• **WHAT TO DO**
The response should hold each line from the entries below where "knob" is found.
==============================
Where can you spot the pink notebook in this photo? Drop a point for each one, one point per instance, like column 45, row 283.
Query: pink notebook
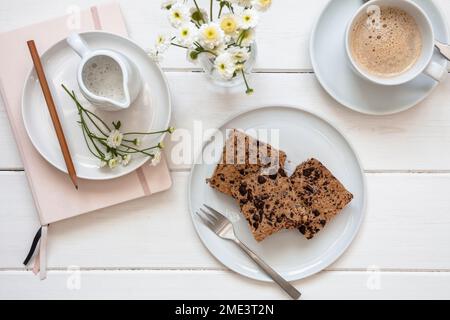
column 55, row 197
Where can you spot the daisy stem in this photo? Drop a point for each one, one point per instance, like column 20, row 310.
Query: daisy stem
column 89, row 147
column 136, row 150
column 146, row 133
column 210, row 9
column 199, row 11
column 249, row 90
column 177, row 45
column 88, row 113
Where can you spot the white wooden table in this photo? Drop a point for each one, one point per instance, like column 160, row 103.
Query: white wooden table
column 149, row 249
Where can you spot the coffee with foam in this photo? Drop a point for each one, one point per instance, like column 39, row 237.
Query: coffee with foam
column 386, row 41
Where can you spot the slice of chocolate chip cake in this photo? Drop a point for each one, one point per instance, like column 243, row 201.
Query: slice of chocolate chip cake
column 269, row 203
column 243, row 155
column 321, row 193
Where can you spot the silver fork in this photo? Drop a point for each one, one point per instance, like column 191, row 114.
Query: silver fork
column 221, row 226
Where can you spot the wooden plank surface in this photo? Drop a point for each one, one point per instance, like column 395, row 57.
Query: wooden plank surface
column 406, row 227
column 148, row 248
column 188, row 284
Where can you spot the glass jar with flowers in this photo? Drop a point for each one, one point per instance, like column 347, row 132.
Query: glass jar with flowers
column 221, row 40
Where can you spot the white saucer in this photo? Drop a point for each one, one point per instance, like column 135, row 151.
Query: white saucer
column 151, row 110
column 302, row 136
column 332, row 68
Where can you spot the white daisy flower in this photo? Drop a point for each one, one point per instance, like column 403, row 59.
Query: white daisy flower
column 162, row 42
column 225, row 65
column 210, row 35
column 248, row 37
column 239, row 54
column 167, row 4
column 242, row 3
column 248, row 19
column 156, row 158
column 155, row 56
column 192, row 56
column 186, row 34
column 114, row 162
column 262, row 5
column 229, row 24
column 126, row 160
column 199, row 16
column 178, row 14
column 108, row 156
column 137, row 142
column 114, row 139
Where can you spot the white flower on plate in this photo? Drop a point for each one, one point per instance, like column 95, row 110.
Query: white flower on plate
column 156, row 158
column 178, row 14
column 210, row 35
column 240, row 55
column 167, row 4
column 242, row 3
column 186, row 34
column 248, row 19
column 199, row 16
column 114, row 139
column 262, row 5
column 225, row 65
column 162, row 42
column 126, row 159
column 114, row 162
column 247, row 37
column 137, row 142
column 155, row 56
column 229, row 24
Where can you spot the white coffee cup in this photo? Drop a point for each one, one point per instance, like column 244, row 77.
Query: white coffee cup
column 131, row 80
column 425, row 63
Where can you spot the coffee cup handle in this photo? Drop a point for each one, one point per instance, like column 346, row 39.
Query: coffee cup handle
column 78, row 44
column 436, row 71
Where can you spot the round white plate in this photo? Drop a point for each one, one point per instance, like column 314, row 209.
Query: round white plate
column 332, row 68
column 150, row 111
column 302, row 136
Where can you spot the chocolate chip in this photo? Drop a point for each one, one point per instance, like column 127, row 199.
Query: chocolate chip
column 261, row 179
column 307, row 172
column 302, row 229
column 242, row 190
column 309, row 189
column 259, row 204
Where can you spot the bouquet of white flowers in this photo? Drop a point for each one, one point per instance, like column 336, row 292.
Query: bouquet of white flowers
column 224, row 38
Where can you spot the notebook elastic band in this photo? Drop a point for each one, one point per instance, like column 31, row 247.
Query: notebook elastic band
column 33, row 246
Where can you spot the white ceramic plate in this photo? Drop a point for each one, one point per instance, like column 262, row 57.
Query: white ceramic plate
column 302, row 136
column 150, row 111
column 332, row 68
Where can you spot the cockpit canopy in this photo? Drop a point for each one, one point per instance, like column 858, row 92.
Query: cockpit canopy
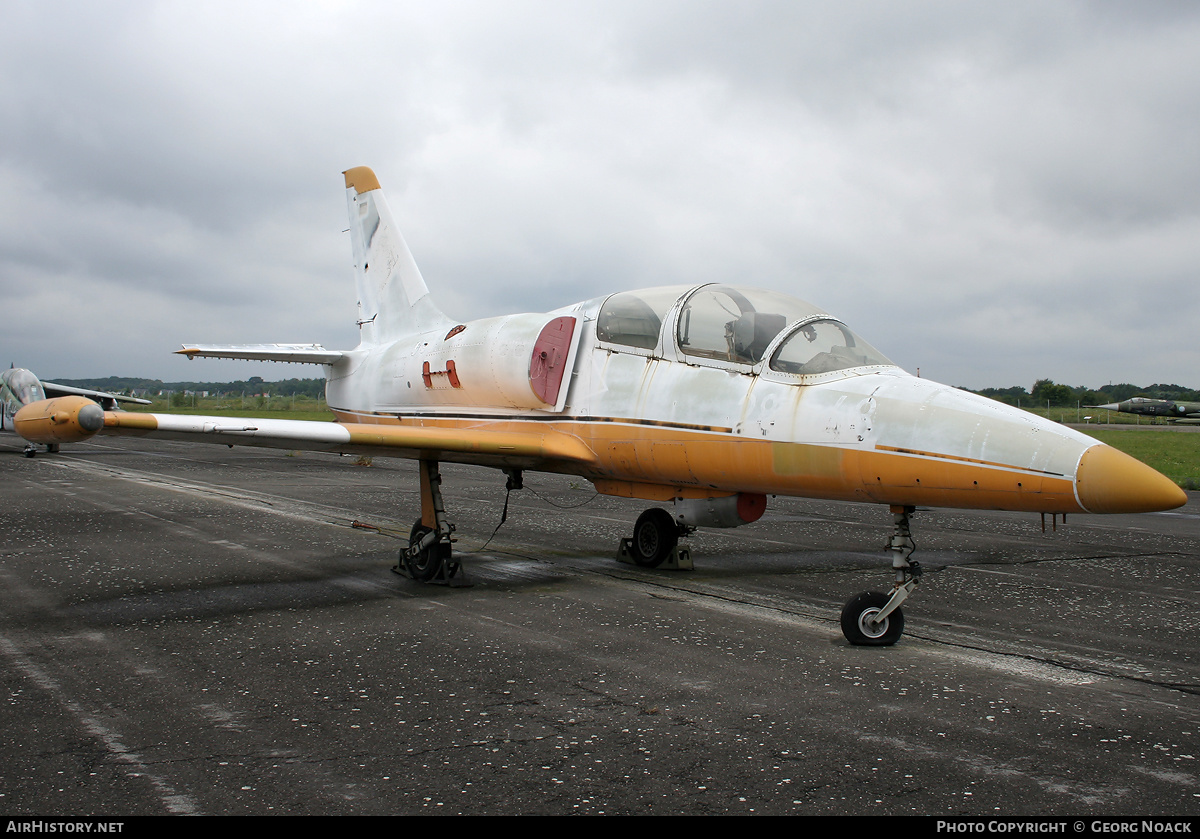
column 736, row 325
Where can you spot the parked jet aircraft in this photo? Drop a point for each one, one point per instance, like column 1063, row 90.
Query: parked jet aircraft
column 708, row 397
column 49, row 413
column 1169, row 408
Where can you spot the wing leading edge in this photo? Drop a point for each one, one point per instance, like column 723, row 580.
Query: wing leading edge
column 538, row 449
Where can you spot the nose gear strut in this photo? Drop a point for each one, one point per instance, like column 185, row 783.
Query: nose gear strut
column 874, row 619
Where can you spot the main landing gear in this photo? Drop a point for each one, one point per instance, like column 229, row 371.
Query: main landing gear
column 657, row 540
column 874, row 619
column 429, row 556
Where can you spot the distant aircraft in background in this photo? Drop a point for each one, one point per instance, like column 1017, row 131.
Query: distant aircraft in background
column 1170, row 409
column 708, row 399
column 49, row 413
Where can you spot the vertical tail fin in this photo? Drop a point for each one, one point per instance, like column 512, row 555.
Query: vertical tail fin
column 394, row 299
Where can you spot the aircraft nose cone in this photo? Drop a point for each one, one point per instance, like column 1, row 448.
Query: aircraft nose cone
column 1113, row 481
column 91, row 417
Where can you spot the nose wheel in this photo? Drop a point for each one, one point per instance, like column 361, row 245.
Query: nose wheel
column 862, row 625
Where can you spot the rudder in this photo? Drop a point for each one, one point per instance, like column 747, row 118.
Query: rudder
column 394, row 299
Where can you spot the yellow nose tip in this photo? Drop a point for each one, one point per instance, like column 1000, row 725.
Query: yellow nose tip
column 1113, row 481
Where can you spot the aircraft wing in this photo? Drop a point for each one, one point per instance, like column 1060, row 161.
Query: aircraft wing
column 534, row 449
column 295, row 353
column 53, row 389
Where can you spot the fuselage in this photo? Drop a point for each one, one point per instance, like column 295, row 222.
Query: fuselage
column 685, row 393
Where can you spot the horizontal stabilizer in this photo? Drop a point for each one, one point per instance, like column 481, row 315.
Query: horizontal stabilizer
column 294, row 353
column 53, row 389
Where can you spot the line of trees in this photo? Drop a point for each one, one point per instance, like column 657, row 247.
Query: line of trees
column 253, row 385
column 1061, row 395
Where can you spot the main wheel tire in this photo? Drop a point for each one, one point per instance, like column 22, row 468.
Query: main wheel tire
column 426, row 564
column 655, row 534
column 856, row 621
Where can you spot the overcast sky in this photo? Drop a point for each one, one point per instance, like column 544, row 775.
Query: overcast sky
column 993, row 192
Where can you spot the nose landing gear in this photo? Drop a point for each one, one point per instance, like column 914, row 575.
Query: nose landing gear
column 874, row 619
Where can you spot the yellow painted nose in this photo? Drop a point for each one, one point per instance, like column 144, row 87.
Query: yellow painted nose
column 1113, row 481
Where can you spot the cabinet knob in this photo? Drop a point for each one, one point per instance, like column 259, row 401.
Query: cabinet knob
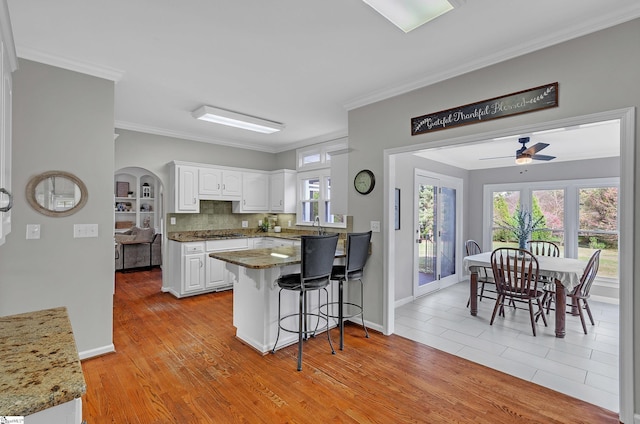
==============================
• **YOUR SOLUTION**
Where can you spot the cabinet knob in this photo? Drop a point for each one, one point per instance, like column 259, row 401.
Query: cabinet knob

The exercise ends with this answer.